• _SOURCE RECORDS_
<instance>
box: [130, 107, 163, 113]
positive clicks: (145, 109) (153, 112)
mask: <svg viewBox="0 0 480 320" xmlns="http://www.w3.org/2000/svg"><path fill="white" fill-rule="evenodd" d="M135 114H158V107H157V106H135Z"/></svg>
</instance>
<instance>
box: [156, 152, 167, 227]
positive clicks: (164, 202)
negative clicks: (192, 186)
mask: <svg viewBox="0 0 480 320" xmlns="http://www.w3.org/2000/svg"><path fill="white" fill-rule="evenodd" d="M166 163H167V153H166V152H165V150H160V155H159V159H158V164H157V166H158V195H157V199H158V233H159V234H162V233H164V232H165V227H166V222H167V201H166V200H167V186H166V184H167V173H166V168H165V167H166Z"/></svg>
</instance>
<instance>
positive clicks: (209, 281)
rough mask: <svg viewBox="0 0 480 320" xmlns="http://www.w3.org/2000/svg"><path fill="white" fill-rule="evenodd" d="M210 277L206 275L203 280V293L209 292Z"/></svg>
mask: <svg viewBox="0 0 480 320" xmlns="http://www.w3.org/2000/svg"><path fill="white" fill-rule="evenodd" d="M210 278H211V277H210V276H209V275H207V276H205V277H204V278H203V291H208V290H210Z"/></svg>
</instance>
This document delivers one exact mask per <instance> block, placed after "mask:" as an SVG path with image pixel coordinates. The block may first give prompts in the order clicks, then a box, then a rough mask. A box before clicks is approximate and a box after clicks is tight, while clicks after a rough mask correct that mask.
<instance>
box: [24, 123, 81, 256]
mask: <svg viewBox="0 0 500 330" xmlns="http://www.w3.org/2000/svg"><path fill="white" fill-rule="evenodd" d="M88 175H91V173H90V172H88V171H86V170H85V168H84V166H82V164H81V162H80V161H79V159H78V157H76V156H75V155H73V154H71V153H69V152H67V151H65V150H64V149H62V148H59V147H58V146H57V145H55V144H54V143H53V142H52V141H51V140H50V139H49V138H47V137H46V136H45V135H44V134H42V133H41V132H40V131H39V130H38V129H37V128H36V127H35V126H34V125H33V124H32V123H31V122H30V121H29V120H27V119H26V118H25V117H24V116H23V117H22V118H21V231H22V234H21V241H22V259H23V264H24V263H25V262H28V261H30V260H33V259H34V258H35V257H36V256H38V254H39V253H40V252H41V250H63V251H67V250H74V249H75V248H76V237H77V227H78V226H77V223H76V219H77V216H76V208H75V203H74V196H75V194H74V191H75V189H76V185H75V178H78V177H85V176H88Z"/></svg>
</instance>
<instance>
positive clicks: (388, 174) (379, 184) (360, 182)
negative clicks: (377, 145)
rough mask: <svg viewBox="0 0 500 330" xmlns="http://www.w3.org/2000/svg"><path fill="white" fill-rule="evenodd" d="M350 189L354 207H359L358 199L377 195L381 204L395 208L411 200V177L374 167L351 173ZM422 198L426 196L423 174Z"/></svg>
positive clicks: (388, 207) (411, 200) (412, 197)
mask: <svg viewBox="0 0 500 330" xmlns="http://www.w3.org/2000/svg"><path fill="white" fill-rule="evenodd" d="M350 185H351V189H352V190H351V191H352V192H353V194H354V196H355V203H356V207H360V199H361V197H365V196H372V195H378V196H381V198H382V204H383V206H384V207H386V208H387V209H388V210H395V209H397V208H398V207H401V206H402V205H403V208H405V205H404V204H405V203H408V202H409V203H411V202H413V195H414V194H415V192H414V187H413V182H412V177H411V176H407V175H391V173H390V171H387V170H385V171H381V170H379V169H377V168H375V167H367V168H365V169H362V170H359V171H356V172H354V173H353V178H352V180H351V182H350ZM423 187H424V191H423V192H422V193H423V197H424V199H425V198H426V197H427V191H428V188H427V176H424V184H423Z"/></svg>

• _TASK BRIEF_
When you output the entries, keep every word exactly as it stands.

• _THE ANSWER_
<instance>
box: [130, 107, 163, 113]
positive clicks: (145, 109) (153, 112)
mask: <svg viewBox="0 0 480 320" xmlns="http://www.w3.org/2000/svg"><path fill="white" fill-rule="evenodd" d="M135 114H158V107H157V106H135Z"/></svg>
</instance>
<instance>
box: [156, 152, 167, 227]
positive clicks: (164, 202)
negative clicks: (192, 186)
mask: <svg viewBox="0 0 480 320" xmlns="http://www.w3.org/2000/svg"><path fill="white" fill-rule="evenodd" d="M166 163H167V153H166V152H165V150H160V155H159V159H158V164H157V166H158V195H157V199H158V233H159V234H162V233H164V232H165V227H166V222H167V201H166V200H167V186H166V184H167V173H166V168H165V167H166Z"/></svg>
</instance>
<instance>
positive clicks: (209, 281)
rough mask: <svg viewBox="0 0 480 320" xmlns="http://www.w3.org/2000/svg"><path fill="white" fill-rule="evenodd" d="M210 277L206 275L203 280V293L209 292Z"/></svg>
mask: <svg viewBox="0 0 480 320" xmlns="http://www.w3.org/2000/svg"><path fill="white" fill-rule="evenodd" d="M210 278H211V277H210V276H209V275H207V276H205V277H204V278H203V291H208V290H210Z"/></svg>
</instance>
This document delivers one exact mask per <instance> block, placed after "mask:" as an SVG path with image pixel coordinates. The block may first give prompts in the order clicks, then a box, then a rough mask. A box before clicks is approximate and a box after clicks is tight, while clicks after a rough mask correct that mask.
<instance>
box: [24, 123, 81, 256]
mask: <svg viewBox="0 0 500 330" xmlns="http://www.w3.org/2000/svg"><path fill="white" fill-rule="evenodd" d="M88 175H91V173H90V172H88V171H86V170H85V168H84V166H82V164H81V162H80V161H79V159H78V157H76V156H75V155H73V154H71V153H69V152H67V151H65V150H64V149H62V148H59V147H58V146H57V145H55V144H54V143H53V142H52V141H51V140H50V139H49V138H47V137H46V136H45V135H44V134H42V133H41V132H40V131H39V130H38V129H37V128H36V127H35V126H34V125H33V124H32V123H31V122H30V121H29V120H27V119H26V118H25V117H24V116H23V117H22V118H21V231H22V234H21V241H22V259H23V264H24V263H25V262H28V261H30V260H33V259H34V258H35V257H36V256H38V254H39V253H40V252H41V250H63V251H67V250H74V249H75V248H76V237H77V227H78V226H77V223H76V219H77V216H76V208H75V203H74V196H75V194H74V191H75V189H76V185H75V178H78V177H85V176H88Z"/></svg>
</instance>
<instance>
positive clicks: (388, 174) (379, 184) (360, 182)
negative clicks: (377, 145)
rough mask: <svg viewBox="0 0 500 330" xmlns="http://www.w3.org/2000/svg"><path fill="white" fill-rule="evenodd" d="M350 189L354 207H359L358 199L377 195L381 204L395 208L411 200V177L374 167L351 173ZM422 198L426 196L423 174Z"/></svg>
positive clicks: (388, 207) (411, 200) (412, 197)
mask: <svg viewBox="0 0 500 330" xmlns="http://www.w3.org/2000/svg"><path fill="white" fill-rule="evenodd" d="M350 185H351V189H352V190H351V191H352V192H353V194H354V196H355V203H356V207H360V199H361V197H365V196H372V195H378V196H381V198H382V204H383V206H384V207H386V208H387V209H388V210H395V209H397V208H398V207H401V206H402V205H403V208H405V205H404V204H405V203H408V202H409V203H411V202H413V195H414V194H415V192H414V187H413V182H412V177H411V176H407V175H391V173H390V171H387V170H385V171H381V170H379V169H377V168H375V167H367V168H365V169H362V170H359V171H356V172H354V173H353V178H352V180H351V182H350ZM423 187H424V191H423V192H422V193H423V197H424V199H425V198H426V197H427V191H428V188H427V176H424V184H423Z"/></svg>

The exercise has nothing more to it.